WRITTEN INSTRUCTION :: Recast the records from the line containing "The component shall identify every instance of the sailor" through the line containing "Target: black metal crate" as a Markdown table with the columns Row and Line, omitting any blank lines.

(Entries from a set of point annotations)
* begin *

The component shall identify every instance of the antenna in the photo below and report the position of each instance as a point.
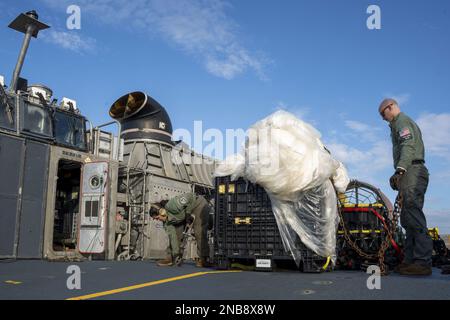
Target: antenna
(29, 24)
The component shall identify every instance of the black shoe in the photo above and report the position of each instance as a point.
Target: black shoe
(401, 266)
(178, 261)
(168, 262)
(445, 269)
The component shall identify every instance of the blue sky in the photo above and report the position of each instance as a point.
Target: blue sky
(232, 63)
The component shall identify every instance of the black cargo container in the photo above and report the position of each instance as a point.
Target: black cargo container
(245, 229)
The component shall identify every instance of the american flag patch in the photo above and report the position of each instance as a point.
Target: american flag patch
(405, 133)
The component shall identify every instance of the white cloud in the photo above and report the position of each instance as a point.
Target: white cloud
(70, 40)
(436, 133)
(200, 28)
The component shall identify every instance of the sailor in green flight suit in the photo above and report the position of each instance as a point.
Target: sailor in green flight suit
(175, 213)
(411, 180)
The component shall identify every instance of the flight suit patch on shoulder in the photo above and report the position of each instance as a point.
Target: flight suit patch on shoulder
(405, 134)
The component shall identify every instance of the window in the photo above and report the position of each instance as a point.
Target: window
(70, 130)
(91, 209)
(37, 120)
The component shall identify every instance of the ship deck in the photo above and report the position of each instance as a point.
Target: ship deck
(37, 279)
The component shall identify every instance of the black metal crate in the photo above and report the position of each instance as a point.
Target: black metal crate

* end *
* begin *

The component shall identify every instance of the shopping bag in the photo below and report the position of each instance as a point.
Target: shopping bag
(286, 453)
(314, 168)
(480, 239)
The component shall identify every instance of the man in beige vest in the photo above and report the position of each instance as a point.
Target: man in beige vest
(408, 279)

* end *

RESPONSE FOR THIS EXERCISE ::
| Row | Line |
|---|---|
| 1 | The component shall identify every instance of the sailor in green flight suit in the photo above and report the position of each instance as a point. |
| 2 | Target: sailor in green flight suit |
| 3 | (175, 213) |
| 4 | (411, 180) |
| 5 | The component shall identify every instance of the flight suit patch on shoulder in the photo above and report the position of each instance as a point. |
| 6 | Target: flight suit patch on shoulder |
| 7 | (405, 134) |
| 8 | The component shall identify every instance of the window in the photo above and report the position of each instance as a point. |
| 9 | Target: window |
| 10 | (70, 130) |
| 11 | (91, 209) |
| 12 | (37, 120) |
| 13 | The component shall identify every instance of the ship deck in the photo above and report the position of each instance as a point. |
| 14 | Target: ship deck |
| 15 | (37, 279) |
| 16 | The component shall identify every instance of the black metal crate in the photo above and report the position of each instance as a point. |
| 17 | Target: black metal crate |